- Short exercise:
Report each line in the items below that contains the word "water", reproducing every such line in full.

* * *

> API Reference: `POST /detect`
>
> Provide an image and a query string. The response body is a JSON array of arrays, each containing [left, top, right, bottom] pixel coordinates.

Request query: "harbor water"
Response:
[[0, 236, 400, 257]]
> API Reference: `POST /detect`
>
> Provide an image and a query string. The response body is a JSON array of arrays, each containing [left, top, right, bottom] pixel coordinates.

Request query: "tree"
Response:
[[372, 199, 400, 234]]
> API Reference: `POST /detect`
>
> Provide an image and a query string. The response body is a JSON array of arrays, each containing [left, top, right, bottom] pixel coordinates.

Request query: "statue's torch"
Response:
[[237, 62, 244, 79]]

* * *

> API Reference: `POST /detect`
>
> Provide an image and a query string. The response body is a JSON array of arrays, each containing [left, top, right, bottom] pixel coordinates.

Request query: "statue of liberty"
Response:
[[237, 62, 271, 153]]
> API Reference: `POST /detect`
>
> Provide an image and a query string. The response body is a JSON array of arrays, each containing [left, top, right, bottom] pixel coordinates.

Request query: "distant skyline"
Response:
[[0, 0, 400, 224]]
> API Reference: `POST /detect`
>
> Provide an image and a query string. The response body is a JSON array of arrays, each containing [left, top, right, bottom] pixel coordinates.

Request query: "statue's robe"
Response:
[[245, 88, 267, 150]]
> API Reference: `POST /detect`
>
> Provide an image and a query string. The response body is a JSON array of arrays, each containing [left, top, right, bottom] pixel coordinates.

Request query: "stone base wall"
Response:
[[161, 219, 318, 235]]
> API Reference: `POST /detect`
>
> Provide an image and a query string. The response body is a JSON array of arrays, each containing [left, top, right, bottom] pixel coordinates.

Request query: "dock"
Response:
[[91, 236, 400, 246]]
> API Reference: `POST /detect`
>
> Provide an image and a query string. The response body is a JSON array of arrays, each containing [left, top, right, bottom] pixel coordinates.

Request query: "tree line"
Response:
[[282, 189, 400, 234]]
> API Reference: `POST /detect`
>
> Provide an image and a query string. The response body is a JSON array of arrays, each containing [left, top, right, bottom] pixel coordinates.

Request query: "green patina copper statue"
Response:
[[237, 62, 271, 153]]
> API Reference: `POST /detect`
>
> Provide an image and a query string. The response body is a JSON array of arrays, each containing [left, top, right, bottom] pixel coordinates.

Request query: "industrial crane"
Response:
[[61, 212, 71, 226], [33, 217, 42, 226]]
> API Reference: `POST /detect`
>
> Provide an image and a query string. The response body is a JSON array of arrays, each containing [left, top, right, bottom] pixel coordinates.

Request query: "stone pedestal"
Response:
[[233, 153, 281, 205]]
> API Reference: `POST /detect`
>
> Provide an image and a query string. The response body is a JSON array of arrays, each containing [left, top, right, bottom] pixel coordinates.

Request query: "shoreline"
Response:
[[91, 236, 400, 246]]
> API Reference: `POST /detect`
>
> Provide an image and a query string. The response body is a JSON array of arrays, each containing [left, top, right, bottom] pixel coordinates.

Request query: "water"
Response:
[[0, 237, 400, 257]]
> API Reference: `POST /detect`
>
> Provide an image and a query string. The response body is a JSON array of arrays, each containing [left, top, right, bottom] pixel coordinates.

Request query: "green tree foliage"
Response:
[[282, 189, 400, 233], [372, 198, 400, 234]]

* * *

- Solution below:
Request query: "harbor water"
Request query: "water"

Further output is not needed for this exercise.